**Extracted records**
* Start *
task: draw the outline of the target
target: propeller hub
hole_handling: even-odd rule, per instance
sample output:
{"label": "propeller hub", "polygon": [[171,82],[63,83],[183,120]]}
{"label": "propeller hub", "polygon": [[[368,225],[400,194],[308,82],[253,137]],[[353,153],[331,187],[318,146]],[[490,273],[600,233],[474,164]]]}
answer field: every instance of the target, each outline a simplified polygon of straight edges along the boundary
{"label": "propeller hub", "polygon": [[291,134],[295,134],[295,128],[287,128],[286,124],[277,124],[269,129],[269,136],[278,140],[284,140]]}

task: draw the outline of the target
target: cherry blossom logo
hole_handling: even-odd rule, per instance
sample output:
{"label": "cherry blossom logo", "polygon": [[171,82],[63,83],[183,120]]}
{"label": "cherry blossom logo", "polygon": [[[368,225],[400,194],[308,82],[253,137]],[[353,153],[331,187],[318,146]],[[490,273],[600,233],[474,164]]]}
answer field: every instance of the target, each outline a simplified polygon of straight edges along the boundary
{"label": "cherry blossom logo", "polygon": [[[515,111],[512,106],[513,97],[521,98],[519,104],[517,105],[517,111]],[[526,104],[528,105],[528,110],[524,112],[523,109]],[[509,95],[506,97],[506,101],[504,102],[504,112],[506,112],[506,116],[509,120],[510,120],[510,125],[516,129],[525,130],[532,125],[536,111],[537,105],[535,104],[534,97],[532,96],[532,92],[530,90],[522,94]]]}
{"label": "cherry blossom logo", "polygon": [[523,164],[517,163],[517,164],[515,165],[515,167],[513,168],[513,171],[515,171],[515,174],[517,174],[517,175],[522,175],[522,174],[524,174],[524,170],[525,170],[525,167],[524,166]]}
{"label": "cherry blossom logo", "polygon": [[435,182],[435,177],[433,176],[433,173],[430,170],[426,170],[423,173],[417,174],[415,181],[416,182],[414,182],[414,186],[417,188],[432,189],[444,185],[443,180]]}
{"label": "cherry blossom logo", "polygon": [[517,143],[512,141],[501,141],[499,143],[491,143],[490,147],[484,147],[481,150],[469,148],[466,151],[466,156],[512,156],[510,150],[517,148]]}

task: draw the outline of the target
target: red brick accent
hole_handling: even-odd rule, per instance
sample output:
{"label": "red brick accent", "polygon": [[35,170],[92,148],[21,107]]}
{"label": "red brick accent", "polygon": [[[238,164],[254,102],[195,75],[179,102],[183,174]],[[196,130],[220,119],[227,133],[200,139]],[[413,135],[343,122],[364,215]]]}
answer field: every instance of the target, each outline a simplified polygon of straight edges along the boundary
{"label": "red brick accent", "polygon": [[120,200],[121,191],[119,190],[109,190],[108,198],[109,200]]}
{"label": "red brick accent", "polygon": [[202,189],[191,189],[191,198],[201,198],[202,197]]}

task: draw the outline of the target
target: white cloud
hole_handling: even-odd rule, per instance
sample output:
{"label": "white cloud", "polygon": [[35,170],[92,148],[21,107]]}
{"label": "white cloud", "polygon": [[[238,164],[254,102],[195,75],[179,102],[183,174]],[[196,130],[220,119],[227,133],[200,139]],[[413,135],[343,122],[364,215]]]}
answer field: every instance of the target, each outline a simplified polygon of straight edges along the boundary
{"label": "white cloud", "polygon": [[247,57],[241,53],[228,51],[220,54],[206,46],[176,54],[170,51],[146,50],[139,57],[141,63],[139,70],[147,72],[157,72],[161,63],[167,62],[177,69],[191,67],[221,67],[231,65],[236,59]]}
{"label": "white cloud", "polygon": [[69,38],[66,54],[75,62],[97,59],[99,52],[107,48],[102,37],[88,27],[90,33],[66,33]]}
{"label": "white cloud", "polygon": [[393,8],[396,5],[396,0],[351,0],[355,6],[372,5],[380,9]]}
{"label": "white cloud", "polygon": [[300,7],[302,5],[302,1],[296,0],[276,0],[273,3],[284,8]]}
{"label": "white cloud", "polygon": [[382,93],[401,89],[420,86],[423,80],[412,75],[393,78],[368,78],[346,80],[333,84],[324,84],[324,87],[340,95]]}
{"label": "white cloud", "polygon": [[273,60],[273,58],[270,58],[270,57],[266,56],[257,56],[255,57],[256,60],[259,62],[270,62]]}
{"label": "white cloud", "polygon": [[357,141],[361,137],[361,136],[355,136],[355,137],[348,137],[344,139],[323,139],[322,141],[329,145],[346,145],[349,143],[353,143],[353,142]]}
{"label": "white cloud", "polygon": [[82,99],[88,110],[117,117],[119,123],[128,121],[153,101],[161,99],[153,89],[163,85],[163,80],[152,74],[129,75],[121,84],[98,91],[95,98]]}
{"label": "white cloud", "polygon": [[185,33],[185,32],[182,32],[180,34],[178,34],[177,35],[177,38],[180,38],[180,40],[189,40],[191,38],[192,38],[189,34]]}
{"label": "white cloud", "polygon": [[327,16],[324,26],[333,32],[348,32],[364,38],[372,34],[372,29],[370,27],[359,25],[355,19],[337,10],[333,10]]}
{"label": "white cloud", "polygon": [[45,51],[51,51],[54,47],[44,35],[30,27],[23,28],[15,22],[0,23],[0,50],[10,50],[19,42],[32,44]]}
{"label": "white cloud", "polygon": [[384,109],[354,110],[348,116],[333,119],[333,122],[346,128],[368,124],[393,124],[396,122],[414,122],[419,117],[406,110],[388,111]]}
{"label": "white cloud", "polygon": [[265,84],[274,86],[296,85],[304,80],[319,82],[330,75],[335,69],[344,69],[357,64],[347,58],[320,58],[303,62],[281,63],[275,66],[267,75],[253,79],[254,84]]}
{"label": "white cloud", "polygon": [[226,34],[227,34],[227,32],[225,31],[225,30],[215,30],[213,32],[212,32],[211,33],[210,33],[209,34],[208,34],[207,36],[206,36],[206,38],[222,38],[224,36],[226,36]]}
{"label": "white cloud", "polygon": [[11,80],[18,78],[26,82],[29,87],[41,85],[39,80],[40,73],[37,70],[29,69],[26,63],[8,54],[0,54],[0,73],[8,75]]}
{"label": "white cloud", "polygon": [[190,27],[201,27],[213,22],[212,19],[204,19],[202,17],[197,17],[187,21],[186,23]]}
* End *
Which lines of the material contain the string "accent"? Pull out each one, treating case as significant.

target: red brick accent
{"label": "red brick accent", "polygon": [[35,170],[92,148],[21,107]]}
{"label": "red brick accent", "polygon": [[[238,164],[254,102],[195,75],[179,102],[183,174]],[[196,130],[220,119],[227,133],[200,139]],[[413,135],[343,122],[364,215]]]}
{"label": "red brick accent", "polygon": [[120,200],[121,191],[119,190],[109,190],[108,198],[109,200]]}
{"label": "red brick accent", "polygon": [[202,189],[191,189],[191,198],[201,198],[202,197]]}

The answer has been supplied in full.